REQUIREMENT -
Could you repeat word for word only the lines from the one containing "Indicate one point per instance of the dense" to the last line of the data below?

+ + + + +

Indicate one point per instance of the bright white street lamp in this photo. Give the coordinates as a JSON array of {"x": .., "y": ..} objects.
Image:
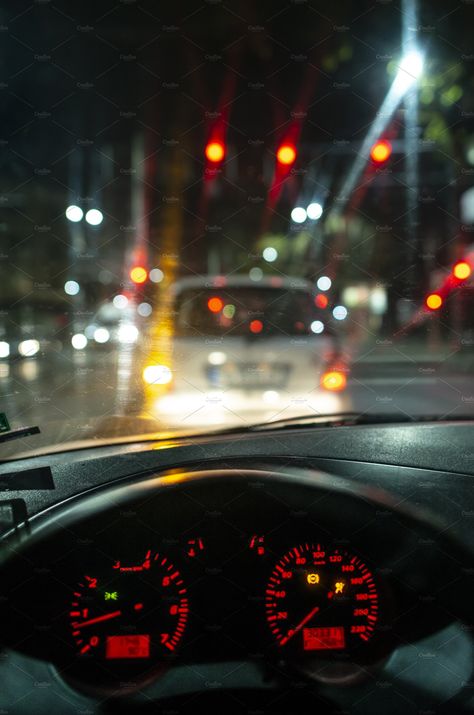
[
  {"x": 298, "y": 215},
  {"x": 409, "y": 70},
  {"x": 74, "y": 213},
  {"x": 94, "y": 217},
  {"x": 314, "y": 211}
]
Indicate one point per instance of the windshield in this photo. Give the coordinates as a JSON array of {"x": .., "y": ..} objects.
[
  {"x": 246, "y": 312},
  {"x": 218, "y": 215}
]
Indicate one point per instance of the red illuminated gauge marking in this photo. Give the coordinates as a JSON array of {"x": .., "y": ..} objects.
[
  {"x": 321, "y": 599},
  {"x": 125, "y": 611}
]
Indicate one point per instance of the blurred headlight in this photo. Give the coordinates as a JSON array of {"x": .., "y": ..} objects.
[
  {"x": 217, "y": 358},
  {"x": 127, "y": 334},
  {"x": 333, "y": 380},
  {"x": 79, "y": 341},
  {"x": 157, "y": 374},
  {"x": 28, "y": 348},
  {"x": 101, "y": 335}
]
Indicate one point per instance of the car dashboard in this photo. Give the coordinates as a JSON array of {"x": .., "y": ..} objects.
[{"x": 302, "y": 570}]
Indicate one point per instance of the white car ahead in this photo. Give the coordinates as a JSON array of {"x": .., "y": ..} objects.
[{"x": 240, "y": 344}]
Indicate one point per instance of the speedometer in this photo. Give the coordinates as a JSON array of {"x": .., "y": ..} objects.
[
  {"x": 129, "y": 611},
  {"x": 320, "y": 599}
]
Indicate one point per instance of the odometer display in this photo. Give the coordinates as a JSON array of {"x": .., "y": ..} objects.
[{"x": 320, "y": 599}]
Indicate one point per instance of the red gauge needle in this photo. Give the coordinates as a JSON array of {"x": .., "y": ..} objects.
[
  {"x": 107, "y": 617},
  {"x": 300, "y": 625}
]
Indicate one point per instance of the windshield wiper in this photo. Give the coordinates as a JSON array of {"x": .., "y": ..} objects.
[{"x": 340, "y": 419}]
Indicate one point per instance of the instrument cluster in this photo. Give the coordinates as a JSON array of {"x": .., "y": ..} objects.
[{"x": 296, "y": 574}]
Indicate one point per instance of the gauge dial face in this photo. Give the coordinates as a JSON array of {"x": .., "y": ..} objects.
[
  {"x": 129, "y": 611},
  {"x": 319, "y": 600}
]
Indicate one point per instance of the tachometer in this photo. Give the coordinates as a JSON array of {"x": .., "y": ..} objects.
[
  {"x": 320, "y": 599},
  {"x": 129, "y": 611}
]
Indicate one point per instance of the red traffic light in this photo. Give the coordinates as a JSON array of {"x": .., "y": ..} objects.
[
  {"x": 462, "y": 270},
  {"x": 381, "y": 151},
  {"x": 286, "y": 154},
  {"x": 215, "y": 304},
  {"x": 434, "y": 301},
  {"x": 215, "y": 151},
  {"x": 138, "y": 274}
]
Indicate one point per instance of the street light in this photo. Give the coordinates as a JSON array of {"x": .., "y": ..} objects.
[
  {"x": 74, "y": 213},
  {"x": 409, "y": 70},
  {"x": 298, "y": 215},
  {"x": 94, "y": 217},
  {"x": 314, "y": 211}
]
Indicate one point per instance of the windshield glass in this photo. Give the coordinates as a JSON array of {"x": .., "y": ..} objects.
[
  {"x": 217, "y": 215},
  {"x": 246, "y": 312}
]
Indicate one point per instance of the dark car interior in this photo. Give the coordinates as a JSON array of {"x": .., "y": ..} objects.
[{"x": 295, "y": 569}]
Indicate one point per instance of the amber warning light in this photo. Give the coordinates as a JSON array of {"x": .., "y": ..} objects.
[
  {"x": 128, "y": 647},
  {"x": 323, "y": 638}
]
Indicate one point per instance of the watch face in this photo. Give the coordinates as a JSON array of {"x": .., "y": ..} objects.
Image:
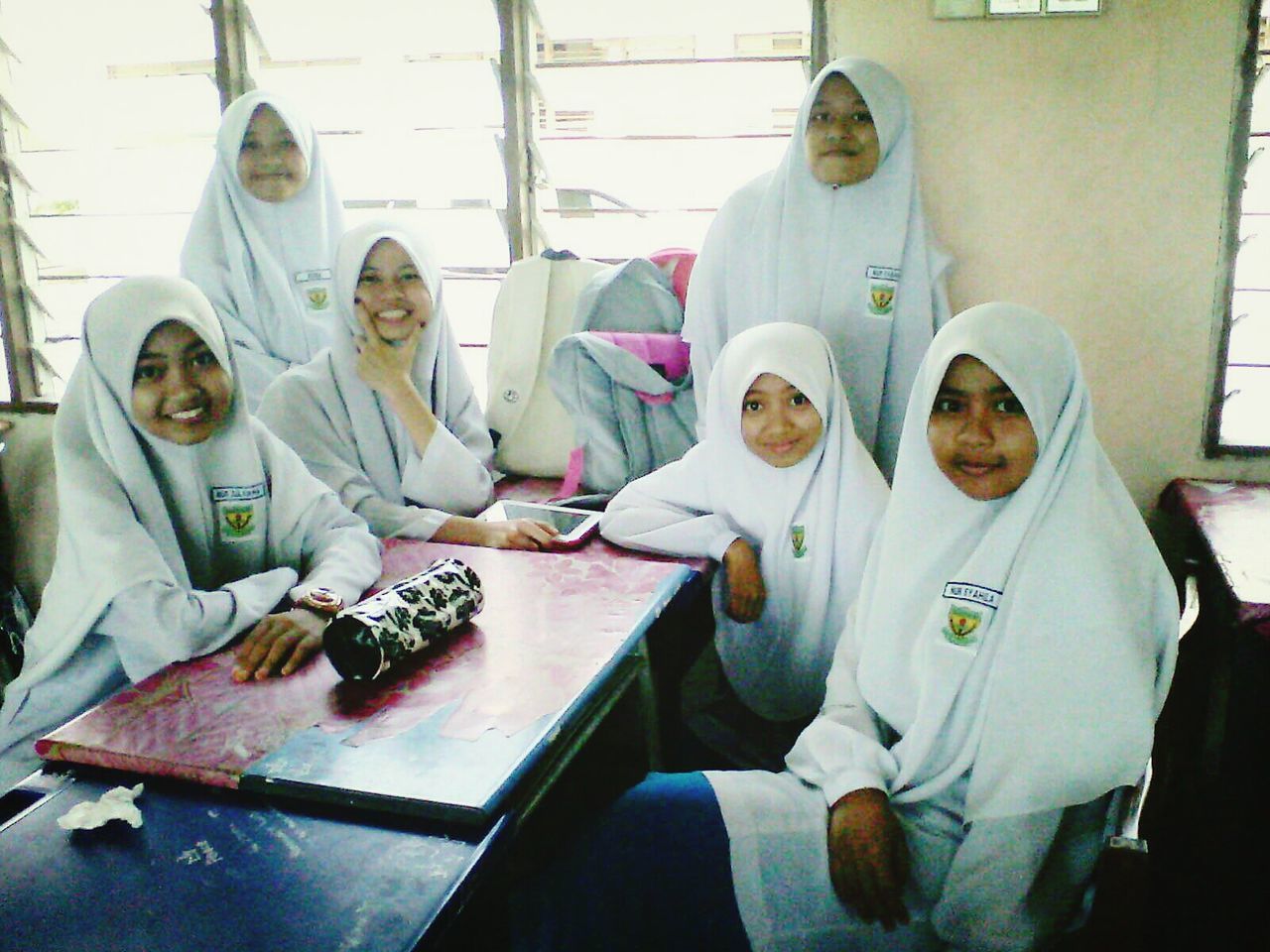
[{"x": 321, "y": 601}]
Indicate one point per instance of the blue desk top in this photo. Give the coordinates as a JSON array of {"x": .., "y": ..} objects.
[{"x": 214, "y": 871}]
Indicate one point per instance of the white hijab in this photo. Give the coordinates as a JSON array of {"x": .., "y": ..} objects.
[
  {"x": 134, "y": 508},
  {"x": 835, "y": 494},
  {"x": 348, "y": 405},
  {"x": 1052, "y": 701},
  {"x": 789, "y": 248},
  {"x": 267, "y": 266}
]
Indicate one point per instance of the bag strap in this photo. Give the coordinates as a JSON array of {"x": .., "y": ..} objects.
[{"x": 515, "y": 376}]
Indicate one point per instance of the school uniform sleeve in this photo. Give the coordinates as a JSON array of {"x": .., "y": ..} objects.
[
  {"x": 448, "y": 475},
  {"x": 327, "y": 453},
  {"x": 462, "y": 416},
  {"x": 336, "y": 548},
  {"x": 155, "y": 624},
  {"x": 841, "y": 751},
  {"x": 668, "y": 511}
]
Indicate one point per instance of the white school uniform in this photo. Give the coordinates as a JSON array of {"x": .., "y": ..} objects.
[
  {"x": 811, "y": 524},
  {"x": 266, "y": 266},
  {"x": 353, "y": 440},
  {"x": 164, "y": 551},
  {"x": 1000, "y": 676},
  {"x": 855, "y": 262}
]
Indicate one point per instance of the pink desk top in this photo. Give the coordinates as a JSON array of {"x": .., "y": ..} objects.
[
  {"x": 1233, "y": 520},
  {"x": 453, "y": 726}
]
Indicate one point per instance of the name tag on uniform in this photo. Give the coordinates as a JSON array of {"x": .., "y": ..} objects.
[
  {"x": 881, "y": 290},
  {"x": 236, "y": 511}
]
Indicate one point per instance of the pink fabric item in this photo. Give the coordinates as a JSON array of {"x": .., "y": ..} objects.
[
  {"x": 572, "y": 480},
  {"x": 683, "y": 259}
]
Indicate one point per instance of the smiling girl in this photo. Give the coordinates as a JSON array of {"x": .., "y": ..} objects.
[
  {"x": 785, "y": 497},
  {"x": 388, "y": 416},
  {"x": 994, "y": 687},
  {"x": 262, "y": 243},
  {"x": 182, "y": 521},
  {"x": 833, "y": 238}
]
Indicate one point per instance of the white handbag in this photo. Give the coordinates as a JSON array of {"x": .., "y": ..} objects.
[{"x": 534, "y": 309}]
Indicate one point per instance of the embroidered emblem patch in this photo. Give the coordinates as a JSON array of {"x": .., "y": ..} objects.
[
  {"x": 238, "y": 520},
  {"x": 961, "y": 625},
  {"x": 881, "y": 290}
]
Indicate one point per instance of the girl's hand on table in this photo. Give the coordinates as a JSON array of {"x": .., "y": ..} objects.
[{"x": 278, "y": 645}]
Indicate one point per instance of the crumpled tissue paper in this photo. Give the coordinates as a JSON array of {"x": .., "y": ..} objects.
[{"x": 114, "y": 805}]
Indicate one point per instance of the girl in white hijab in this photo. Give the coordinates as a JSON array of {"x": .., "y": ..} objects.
[
  {"x": 182, "y": 521},
  {"x": 997, "y": 680},
  {"x": 833, "y": 238},
  {"x": 262, "y": 243},
  {"x": 388, "y": 416},
  {"x": 785, "y": 497}
]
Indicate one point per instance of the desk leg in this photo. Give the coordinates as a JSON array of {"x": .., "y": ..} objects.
[{"x": 649, "y": 708}]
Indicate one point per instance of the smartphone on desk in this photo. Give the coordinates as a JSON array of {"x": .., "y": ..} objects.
[{"x": 575, "y": 526}]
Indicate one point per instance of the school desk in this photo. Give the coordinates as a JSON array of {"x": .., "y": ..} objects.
[
  {"x": 485, "y": 720},
  {"x": 212, "y": 870},
  {"x": 1206, "y": 816}
]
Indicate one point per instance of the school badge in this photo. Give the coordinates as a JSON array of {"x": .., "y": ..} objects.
[
  {"x": 881, "y": 290},
  {"x": 961, "y": 625},
  {"x": 798, "y": 538},
  {"x": 238, "y": 520}
]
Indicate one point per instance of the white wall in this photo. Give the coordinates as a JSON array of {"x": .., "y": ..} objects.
[{"x": 1079, "y": 166}]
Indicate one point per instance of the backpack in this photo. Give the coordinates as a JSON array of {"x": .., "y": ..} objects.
[
  {"x": 534, "y": 308},
  {"x": 624, "y": 377}
]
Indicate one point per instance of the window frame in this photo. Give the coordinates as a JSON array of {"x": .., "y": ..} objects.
[
  {"x": 1237, "y": 166},
  {"x": 236, "y": 55}
]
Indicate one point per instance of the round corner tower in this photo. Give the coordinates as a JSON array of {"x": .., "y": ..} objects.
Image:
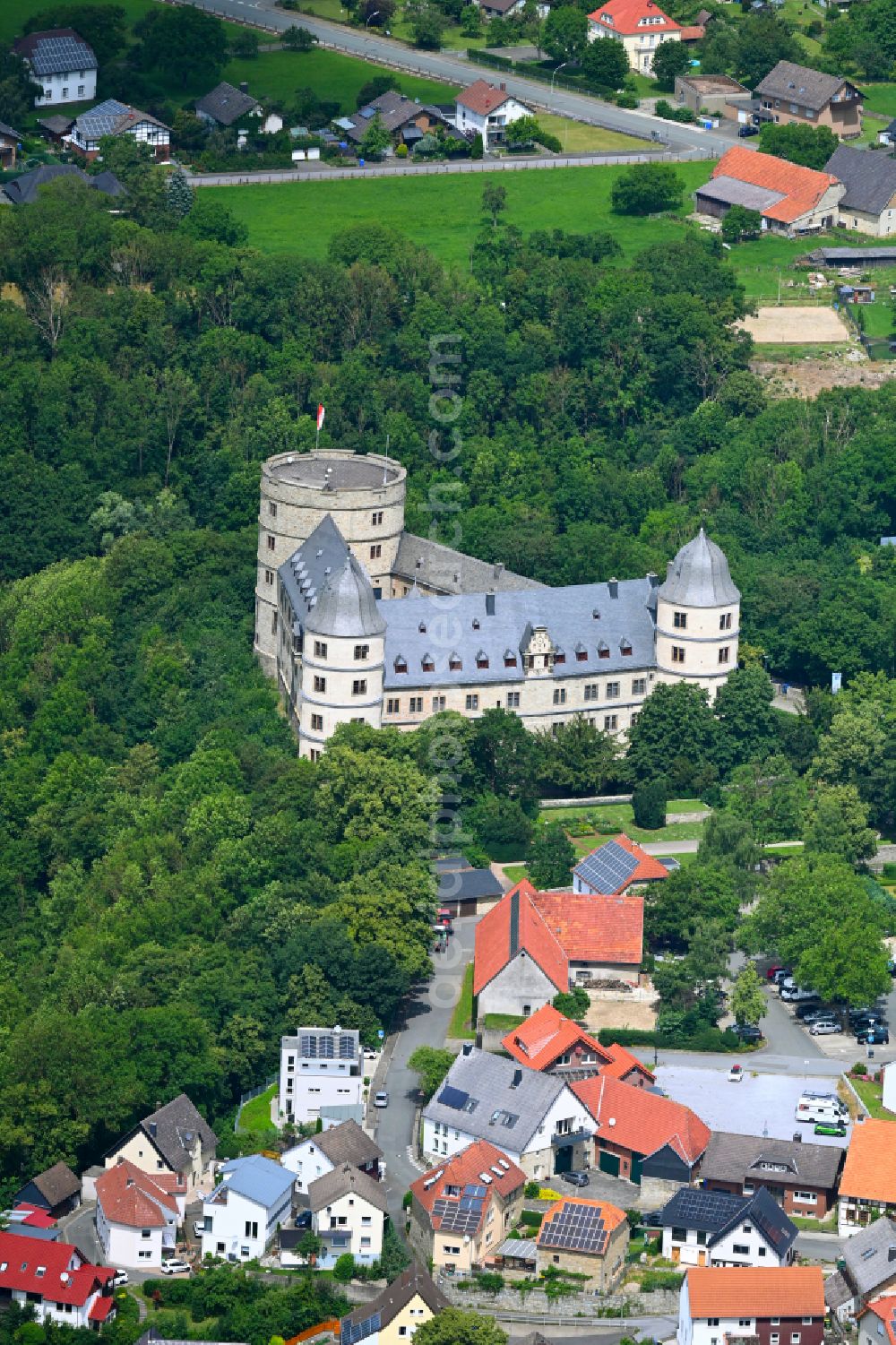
[
  {"x": 365, "y": 496},
  {"x": 697, "y": 617}
]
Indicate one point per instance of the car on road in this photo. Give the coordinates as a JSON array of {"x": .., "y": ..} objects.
[
  {"x": 175, "y": 1267},
  {"x": 831, "y": 1127},
  {"x": 874, "y": 1038}
]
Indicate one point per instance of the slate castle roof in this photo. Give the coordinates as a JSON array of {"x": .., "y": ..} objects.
[
  {"x": 56, "y": 51},
  {"x": 869, "y": 179}
]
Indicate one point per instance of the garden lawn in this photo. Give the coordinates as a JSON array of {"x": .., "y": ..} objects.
[
  {"x": 279, "y": 74},
  {"x": 256, "y": 1114},
  {"x": 444, "y": 212}
]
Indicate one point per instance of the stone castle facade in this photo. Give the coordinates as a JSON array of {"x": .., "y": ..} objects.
[{"x": 358, "y": 619}]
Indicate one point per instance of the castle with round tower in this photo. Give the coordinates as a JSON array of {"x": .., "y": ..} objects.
[{"x": 358, "y": 619}]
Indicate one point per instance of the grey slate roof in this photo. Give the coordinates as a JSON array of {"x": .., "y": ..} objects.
[
  {"x": 734, "y": 193},
  {"x": 869, "y": 177},
  {"x": 348, "y": 1143},
  {"x": 257, "y": 1178},
  {"x": 451, "y": 572},
  {"x": 346, "y": 1180},
  {"x": 871, "y": 1256},
  {"x": 23, "y": 190},
  {"x": 174, "y": 1127},
  {"x": 56, "y": 51},
  {"x": 700, "y": 576},
  {"x": 56, "y": 1184},
  {"x": 566, "y": 614},
  {"x": 799, "y": 83},
  {"x": 761, "y": 1159},
  {"x": 225, "y": 104},
  {"x": 483, "y": 1082},
  {"x": 718, "y": 1212}
]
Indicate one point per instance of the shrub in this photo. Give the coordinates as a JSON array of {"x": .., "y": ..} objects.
[{"x": 649, "y": 805}]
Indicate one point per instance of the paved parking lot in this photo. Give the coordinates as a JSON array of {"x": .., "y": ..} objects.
[{"x": 759, "y": 1105}]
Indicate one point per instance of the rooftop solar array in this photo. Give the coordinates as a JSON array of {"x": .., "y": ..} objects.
[
  {"x": 59, "y": 56},
  {"x": 608, "y": 867},
  {"x": 576, "y": 1229}
]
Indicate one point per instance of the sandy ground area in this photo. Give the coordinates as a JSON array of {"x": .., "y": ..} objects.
[{"x": 796, "y": 325}]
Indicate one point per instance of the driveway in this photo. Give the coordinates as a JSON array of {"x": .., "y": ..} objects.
[{"x": 426, "y": 1024}]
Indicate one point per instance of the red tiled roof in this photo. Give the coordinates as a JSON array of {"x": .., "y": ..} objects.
[
  {"x": 869, "y": 1172},
  {"x": 595, "y": 928},
  {"x": 65, "y": 1278},
  {"x": 641, "y": 1121},
  {"x": 482, "y": 97},
  {"x": 625, "y": 15},
  {"x": 132, "y": 1197},
  {"x": 512, "y": 926},
  {"x": 756, "y": 1291},
  {"x": 647, "y": 870},
  {"x": 611, "y": 1216},
  {"x": 464, "y": 1169},
  {"x": 802, "y": 187}
]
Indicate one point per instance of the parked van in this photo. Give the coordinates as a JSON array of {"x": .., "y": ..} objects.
[{"x": 821, "y": 1108}]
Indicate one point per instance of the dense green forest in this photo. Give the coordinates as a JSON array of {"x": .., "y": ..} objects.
[{"x": 177, "y": 888}]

+ + + + +

RESULT -
Indicate one point per instance of the dense green forest in this photo. Give the coordinates as a JSON array of {"x": .., "y": ..} objects.
[{"x": 177, "y": 888}]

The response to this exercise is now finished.